*Wat te doen*: Zet alsjeblieft de regels van de lijst, te beginnen bij de regel met "Each instance receives a single keypoint. Tag the brick" en doorlopend tot en met het einde van de lijst, om in een Markdown-tabel met de kolommen Nummer en Regel. Laat lege regels weg.

Vermeldingen uit een verzameling
= = =

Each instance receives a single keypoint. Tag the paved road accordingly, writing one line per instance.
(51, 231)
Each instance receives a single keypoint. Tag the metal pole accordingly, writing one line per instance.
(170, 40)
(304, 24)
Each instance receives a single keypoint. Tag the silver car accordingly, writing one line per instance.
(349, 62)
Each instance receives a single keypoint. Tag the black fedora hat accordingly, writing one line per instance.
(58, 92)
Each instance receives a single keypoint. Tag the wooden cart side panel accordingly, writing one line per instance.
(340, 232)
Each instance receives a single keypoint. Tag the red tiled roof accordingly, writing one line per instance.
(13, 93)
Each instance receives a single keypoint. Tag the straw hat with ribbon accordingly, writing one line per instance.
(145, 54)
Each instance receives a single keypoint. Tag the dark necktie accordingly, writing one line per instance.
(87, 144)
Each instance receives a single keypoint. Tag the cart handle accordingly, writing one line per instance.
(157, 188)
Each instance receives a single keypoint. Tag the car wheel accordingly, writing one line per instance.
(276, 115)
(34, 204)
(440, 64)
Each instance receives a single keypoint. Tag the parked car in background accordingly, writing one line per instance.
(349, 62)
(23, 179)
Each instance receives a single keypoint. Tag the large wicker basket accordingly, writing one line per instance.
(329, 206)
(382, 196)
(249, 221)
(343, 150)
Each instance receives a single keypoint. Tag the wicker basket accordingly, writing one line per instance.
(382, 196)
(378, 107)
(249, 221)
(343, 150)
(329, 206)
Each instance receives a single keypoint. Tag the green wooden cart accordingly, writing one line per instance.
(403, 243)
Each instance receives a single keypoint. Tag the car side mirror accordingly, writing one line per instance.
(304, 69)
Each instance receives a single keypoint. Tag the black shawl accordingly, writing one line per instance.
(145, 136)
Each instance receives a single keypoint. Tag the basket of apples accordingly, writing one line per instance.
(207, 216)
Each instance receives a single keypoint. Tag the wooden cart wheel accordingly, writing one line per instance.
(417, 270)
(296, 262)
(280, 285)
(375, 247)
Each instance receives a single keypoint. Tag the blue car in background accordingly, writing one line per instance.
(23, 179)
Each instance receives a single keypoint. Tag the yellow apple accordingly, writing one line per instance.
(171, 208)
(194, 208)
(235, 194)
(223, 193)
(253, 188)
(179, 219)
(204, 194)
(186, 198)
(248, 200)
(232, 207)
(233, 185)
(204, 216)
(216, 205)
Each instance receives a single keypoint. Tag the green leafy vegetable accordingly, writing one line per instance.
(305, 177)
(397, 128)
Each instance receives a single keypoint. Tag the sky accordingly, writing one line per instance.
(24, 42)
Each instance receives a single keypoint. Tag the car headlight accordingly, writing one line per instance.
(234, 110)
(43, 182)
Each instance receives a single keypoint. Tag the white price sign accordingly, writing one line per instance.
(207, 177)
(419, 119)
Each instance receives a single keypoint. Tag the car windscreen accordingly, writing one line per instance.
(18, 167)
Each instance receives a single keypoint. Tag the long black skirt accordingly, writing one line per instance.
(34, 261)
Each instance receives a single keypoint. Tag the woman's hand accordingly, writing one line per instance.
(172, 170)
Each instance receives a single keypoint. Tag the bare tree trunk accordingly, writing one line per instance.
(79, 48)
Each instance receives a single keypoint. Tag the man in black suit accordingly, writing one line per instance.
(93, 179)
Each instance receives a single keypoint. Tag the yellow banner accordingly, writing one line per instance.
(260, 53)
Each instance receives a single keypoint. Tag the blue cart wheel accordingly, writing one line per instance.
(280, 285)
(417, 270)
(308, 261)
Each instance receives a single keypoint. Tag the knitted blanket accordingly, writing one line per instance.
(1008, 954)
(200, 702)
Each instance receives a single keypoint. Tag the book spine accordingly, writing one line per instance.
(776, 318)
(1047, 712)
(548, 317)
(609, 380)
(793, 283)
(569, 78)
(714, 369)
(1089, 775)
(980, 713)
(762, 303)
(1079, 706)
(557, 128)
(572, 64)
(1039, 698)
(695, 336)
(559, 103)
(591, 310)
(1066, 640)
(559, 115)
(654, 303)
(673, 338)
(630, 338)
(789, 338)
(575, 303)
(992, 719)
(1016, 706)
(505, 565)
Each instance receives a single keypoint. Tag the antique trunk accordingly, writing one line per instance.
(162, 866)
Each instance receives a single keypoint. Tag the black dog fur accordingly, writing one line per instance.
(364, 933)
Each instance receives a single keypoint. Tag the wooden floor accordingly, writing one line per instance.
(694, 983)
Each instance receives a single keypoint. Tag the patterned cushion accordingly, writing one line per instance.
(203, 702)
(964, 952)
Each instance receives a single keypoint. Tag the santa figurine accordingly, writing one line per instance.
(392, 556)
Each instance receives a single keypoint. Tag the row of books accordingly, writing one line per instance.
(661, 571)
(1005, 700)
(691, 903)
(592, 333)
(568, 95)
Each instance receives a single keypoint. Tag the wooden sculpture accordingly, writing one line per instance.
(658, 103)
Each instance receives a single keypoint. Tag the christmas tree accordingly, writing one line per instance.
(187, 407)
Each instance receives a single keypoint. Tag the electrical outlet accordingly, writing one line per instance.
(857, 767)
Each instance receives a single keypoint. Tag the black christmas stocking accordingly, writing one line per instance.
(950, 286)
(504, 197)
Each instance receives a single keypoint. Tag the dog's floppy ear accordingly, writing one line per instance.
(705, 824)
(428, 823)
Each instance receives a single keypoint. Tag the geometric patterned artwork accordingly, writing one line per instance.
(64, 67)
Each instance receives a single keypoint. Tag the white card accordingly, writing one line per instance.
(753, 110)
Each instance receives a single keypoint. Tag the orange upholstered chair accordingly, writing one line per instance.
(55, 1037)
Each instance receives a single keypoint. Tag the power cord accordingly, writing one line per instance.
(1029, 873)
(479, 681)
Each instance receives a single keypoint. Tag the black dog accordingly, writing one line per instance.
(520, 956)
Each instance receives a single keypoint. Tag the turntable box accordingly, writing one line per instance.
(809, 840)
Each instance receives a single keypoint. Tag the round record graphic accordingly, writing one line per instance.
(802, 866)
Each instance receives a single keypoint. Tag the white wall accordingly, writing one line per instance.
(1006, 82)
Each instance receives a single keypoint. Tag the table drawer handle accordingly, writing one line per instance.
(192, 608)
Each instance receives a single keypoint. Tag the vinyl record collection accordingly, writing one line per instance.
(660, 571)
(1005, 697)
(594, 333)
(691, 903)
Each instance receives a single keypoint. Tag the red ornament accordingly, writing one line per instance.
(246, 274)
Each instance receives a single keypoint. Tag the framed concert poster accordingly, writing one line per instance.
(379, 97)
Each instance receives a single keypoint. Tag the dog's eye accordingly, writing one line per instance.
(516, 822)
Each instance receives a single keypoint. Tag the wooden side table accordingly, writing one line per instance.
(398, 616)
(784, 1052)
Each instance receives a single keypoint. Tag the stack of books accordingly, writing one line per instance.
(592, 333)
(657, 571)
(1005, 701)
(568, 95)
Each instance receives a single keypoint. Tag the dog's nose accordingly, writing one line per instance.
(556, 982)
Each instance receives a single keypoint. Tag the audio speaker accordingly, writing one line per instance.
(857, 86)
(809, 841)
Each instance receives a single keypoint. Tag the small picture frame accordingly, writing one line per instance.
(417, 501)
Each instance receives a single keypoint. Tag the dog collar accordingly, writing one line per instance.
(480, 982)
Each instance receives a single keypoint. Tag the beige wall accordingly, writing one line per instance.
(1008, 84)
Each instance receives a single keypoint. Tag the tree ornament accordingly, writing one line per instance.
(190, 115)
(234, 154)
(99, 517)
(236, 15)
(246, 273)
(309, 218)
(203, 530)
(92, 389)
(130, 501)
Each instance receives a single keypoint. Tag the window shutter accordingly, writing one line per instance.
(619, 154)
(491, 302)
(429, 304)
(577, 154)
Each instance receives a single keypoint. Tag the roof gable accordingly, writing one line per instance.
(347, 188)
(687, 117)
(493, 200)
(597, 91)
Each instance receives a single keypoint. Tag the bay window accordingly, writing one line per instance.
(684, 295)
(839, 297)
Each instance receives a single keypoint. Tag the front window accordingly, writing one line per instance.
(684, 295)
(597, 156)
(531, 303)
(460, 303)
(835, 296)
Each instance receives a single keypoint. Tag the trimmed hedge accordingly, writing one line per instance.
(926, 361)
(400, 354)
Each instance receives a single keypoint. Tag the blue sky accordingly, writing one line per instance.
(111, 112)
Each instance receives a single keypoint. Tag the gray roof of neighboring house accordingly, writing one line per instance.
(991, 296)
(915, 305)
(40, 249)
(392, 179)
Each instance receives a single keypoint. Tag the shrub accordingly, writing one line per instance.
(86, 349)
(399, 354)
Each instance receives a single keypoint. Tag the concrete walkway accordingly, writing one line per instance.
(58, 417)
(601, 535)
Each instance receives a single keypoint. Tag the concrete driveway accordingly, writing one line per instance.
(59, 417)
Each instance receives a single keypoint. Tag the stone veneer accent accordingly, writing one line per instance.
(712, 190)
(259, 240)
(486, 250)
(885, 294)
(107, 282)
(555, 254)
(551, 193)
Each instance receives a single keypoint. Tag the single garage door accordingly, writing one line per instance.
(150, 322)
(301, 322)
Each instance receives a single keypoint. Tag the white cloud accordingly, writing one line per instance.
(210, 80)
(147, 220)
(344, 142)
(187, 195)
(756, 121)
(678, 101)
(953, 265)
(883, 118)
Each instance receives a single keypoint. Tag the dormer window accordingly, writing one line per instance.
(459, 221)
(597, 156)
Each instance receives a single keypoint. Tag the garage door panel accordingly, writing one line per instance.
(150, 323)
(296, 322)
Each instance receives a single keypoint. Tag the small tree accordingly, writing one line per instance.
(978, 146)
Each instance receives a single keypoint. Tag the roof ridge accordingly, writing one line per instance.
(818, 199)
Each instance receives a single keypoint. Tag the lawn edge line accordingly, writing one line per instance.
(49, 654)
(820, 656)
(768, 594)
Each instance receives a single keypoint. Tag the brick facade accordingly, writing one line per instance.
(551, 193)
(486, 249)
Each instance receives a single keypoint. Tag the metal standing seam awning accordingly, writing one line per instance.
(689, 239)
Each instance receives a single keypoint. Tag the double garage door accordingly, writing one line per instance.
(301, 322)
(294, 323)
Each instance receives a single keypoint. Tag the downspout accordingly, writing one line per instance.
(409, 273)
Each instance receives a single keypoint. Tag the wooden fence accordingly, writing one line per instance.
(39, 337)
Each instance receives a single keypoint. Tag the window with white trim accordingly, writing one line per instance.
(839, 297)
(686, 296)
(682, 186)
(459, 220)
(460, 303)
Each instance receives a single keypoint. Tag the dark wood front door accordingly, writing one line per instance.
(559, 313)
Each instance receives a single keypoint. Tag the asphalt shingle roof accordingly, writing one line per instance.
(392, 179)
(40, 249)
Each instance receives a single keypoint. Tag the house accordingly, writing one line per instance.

= = =

*Juist antwoord*:
| Nummer | Regel |
|---|---|
| 1 | Each instance receives a single keypoint. Tag the brick facade accordingly, writing one line per instance. |
| 2 | (551, 193) |
| 3 | (486, 249) |
| 4 | Each instance receives a single keypoint. Tag the metal standing seam awning accordingly, writing one line per instance. |
| 5 | (689, 239) |
| 6 | Each instance receives a single keypoint. Tag the double garage door accordingly, writing one line per instance. |
| 7 | (301, 322) |
| 8 | (294, 323) |
| 9 | Each instance receives a single keypoint. Tag the downspout accordingly, writing one line per instance. |
| 10 | (409, 273) |
| 11 | Each instance receives a single keypoint. Tag the wooden fence accordingly, writing one line per instance. |
| 12 | (39, 337) |
| 13 | Each instance receives a single keypoint. Tag the window with white trim accordingly, writing one line per instance. |
| 14 | (839, 297) |
| 15 | (686, 296) |
| 16 | (682, 186) |
| 17 | (459, 220) |
| 18 | (460, 303) |
| 19 | Each instance receives a single keypoint. Tag the dark wood front door accordingly, writing one line per instance. |
| 20 | (559, 313) |
| 21 | Each instance receives a single keypoint. Tag the asphalt shingle roof accordingly, writing one line per instance. |
| 22 | (392, 179) |
| 23 | (40, 249) |
| 24 | Each instance receives a single keypoint. Tag the house accordingly, writing one line per instance. |